* **EXTRACTED MATERIAL**
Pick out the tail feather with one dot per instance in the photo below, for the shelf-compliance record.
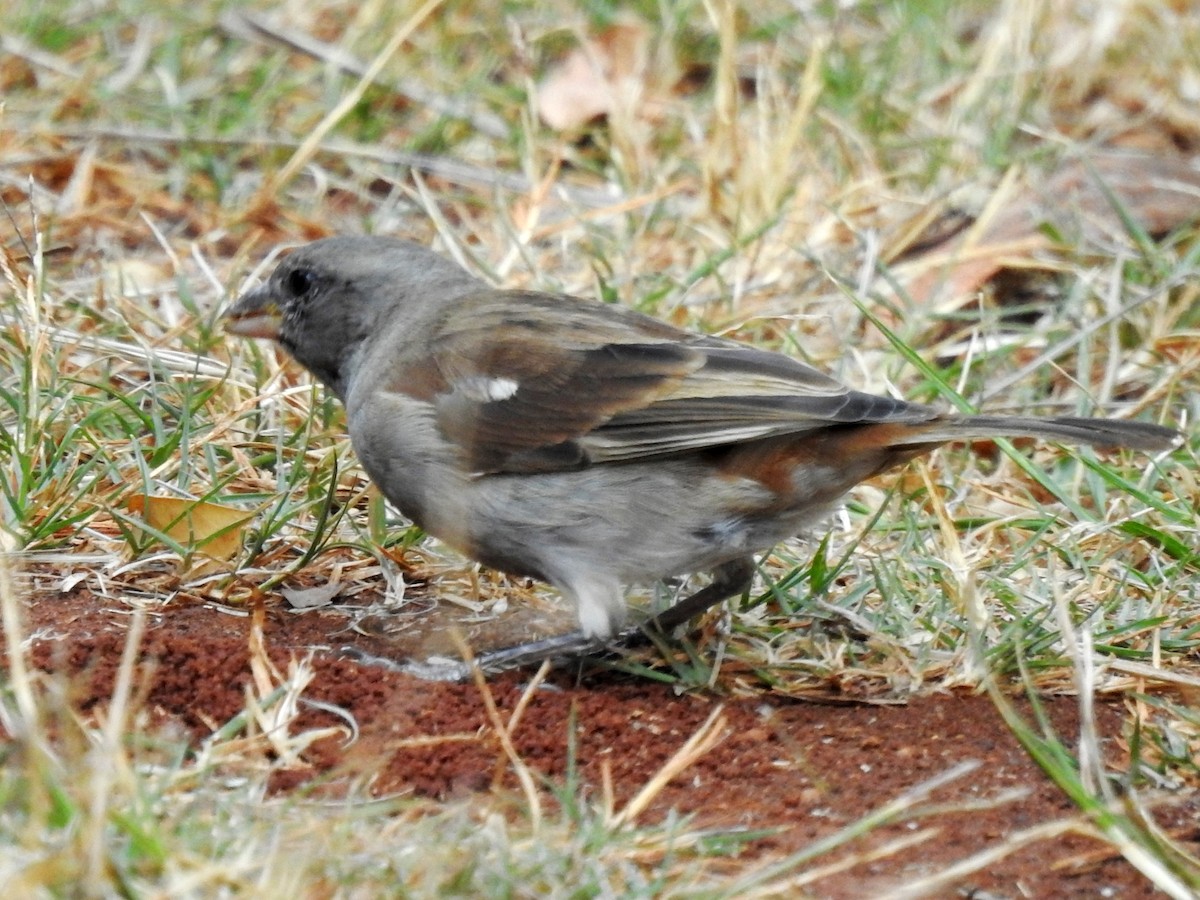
(1071, 430)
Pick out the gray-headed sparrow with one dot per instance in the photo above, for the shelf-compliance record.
(586, 444)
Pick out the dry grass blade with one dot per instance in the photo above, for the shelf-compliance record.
(705, 738)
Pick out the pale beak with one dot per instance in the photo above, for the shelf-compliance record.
(255, 315)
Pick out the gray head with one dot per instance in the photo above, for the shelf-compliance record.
(327, 298)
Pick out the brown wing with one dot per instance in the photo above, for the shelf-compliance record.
(568, 383)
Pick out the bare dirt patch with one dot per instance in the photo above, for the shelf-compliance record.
(796, 769)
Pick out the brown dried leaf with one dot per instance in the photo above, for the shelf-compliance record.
(1085, 202)
(605, 73)
(211, 528)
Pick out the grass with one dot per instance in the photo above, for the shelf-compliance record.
(772, 181)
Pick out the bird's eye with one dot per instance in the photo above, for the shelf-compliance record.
(299, 281)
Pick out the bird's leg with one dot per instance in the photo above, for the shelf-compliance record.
(729, 580)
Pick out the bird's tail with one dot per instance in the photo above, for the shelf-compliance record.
(1069, 430)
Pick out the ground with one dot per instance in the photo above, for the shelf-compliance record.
(793, 772)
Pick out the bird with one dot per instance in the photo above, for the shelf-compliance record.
(586, 444)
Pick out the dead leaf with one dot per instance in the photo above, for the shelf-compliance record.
(606, 73)
(1085, 201)
(210, 528)
(311, 598)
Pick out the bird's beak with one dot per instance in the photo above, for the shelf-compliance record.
(255, 315)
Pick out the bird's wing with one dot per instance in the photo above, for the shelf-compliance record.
(565, 384)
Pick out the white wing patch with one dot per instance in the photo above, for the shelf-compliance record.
(489, 389)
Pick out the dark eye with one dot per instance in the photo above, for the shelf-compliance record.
(299, 281)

* **REQUIREMENT**
Reproduce only the lines from the line containing "Pick out the dead" to the last line of the material above, both of those lines included.

* **TASK RESPONSE**
Pick out the dead leaf with one dot per instance in the photo above, for the shelf-compliance record.
(606, 73)
(1085, 201)
(210, 528)
(311, 598)
Pick out the bird's beak with one dot per instance in the photo above, for the shelf-compliance record.
(255, 315)
Pick out the bird's wing with one dot per instance in the photo above, for the shelf-compliance record.
(565, 384)
Pick out the white wing patch with one dot per instance in the photo above, for the shelf-compliance record.
(489, 389)
Pick out the dark eye with one dot per instance in the photo above, for the shelf-compliance record.
(299, 281)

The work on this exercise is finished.